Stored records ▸
--
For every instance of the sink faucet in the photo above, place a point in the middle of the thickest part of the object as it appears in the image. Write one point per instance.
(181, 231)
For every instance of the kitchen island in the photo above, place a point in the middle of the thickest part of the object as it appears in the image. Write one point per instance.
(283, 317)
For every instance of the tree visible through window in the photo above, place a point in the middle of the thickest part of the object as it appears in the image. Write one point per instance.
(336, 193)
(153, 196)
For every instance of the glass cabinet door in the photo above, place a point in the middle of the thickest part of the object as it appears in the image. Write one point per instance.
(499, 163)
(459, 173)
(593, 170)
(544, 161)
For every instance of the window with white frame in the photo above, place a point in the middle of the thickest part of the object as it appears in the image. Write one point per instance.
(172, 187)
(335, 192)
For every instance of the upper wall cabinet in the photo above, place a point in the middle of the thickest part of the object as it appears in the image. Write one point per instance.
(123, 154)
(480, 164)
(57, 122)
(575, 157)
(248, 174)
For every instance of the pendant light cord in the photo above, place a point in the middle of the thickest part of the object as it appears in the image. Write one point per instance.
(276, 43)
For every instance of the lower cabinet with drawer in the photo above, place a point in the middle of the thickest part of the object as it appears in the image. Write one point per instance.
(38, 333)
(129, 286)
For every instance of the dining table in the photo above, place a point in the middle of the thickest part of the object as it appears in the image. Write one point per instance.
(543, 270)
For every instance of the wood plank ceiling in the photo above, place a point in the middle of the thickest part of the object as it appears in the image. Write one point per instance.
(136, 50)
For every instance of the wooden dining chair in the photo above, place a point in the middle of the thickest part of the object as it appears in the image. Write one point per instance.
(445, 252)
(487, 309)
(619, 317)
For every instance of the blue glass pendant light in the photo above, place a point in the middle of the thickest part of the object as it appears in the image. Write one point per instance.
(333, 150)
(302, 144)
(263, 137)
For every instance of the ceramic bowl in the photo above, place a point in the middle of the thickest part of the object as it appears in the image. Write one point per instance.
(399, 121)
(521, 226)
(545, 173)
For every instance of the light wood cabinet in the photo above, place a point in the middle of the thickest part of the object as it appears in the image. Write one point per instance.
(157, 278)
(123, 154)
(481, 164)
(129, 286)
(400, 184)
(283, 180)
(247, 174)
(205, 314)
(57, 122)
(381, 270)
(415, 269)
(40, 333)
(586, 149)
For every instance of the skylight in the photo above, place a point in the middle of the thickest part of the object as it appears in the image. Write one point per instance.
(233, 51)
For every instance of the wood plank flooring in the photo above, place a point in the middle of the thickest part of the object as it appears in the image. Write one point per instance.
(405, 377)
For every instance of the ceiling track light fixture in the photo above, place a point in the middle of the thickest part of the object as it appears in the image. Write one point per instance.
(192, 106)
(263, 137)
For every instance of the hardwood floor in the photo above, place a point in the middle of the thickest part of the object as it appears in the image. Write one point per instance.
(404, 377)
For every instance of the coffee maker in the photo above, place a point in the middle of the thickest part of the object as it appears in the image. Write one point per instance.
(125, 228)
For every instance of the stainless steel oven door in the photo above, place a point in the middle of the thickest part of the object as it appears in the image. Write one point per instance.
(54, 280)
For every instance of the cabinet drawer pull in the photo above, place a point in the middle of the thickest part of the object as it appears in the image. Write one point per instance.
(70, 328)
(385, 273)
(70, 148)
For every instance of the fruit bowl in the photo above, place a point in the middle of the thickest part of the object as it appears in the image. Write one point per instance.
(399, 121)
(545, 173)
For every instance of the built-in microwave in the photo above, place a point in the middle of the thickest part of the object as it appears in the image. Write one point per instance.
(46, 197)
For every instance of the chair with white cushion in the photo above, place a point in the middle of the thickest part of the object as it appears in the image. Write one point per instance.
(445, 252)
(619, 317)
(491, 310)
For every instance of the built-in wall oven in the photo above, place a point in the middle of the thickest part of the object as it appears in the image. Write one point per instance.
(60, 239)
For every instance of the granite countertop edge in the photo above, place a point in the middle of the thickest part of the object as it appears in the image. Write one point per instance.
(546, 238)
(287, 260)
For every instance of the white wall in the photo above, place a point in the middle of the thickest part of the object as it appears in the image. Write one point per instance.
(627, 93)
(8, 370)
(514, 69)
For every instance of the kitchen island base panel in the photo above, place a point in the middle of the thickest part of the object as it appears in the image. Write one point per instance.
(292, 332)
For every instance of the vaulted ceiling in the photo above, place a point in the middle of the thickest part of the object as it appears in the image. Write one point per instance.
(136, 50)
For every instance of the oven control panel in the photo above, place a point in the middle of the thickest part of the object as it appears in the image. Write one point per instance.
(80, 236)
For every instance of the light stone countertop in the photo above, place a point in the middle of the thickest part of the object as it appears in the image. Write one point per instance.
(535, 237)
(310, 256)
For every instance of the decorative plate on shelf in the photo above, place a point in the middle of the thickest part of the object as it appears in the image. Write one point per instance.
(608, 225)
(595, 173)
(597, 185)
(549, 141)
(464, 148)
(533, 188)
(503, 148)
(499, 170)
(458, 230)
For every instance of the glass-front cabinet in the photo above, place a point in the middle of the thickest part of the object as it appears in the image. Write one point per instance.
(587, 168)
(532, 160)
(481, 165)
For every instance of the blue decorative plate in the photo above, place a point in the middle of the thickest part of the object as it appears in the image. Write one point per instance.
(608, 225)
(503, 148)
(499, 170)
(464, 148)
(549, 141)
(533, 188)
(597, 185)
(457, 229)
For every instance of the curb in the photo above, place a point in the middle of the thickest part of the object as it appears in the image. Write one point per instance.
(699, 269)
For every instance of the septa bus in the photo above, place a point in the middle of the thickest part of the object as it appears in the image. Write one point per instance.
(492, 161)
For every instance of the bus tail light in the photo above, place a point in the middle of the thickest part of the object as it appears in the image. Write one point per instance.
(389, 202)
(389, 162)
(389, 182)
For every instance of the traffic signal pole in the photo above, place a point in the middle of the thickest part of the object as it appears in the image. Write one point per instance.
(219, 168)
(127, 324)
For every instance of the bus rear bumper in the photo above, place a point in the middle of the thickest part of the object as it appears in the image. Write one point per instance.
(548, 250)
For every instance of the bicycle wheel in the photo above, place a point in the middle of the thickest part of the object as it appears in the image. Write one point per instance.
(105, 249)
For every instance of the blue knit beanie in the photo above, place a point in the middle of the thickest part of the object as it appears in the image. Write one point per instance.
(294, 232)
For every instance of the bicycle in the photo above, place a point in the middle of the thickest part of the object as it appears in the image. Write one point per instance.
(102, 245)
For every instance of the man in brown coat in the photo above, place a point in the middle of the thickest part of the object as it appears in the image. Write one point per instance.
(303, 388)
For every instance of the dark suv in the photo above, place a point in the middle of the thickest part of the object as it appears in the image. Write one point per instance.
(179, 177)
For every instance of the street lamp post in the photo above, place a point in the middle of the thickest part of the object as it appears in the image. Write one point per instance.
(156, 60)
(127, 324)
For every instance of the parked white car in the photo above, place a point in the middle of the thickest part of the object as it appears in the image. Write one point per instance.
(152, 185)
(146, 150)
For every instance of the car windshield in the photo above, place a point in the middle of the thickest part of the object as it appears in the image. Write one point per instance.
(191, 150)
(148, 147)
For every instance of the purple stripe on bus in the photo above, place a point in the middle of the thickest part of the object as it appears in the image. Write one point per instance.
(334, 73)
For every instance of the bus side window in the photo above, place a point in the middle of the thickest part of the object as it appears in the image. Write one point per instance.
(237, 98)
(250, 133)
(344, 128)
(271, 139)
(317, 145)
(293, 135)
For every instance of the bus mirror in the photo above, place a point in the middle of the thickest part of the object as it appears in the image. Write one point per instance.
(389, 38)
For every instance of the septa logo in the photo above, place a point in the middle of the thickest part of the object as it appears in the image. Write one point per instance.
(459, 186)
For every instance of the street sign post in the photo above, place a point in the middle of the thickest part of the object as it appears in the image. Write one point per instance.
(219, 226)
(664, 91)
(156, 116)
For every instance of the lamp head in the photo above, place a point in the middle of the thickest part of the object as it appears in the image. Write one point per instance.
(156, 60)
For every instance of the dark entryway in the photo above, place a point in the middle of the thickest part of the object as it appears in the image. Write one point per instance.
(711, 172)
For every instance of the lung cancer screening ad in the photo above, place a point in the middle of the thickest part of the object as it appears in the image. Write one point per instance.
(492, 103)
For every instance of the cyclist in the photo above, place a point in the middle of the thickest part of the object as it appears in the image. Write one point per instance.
--
WHAT TO WORK ON ▸ Starting at the line that contains "For every instance of the dark entryway", copy each line exactly through the end of the listing above. Include that first line and the last one, and add nothing.

TASK SOLUTION ▸
For every instance of the dark entryway in the photo above, place a point in the middle of the thickest part of the object as it appears in the image. Write one point per instance.
(711, 172)
For every instance of the lung cancer screening ad in the photo above, place a point in the middle of the thickest part of the object as it appears in the image. Write one point per instance.
(492, 103)
For every instance of the cyclist in the photo above, place a point in the middle of the thickest part of the object as it appears in the image. Write one point per instance.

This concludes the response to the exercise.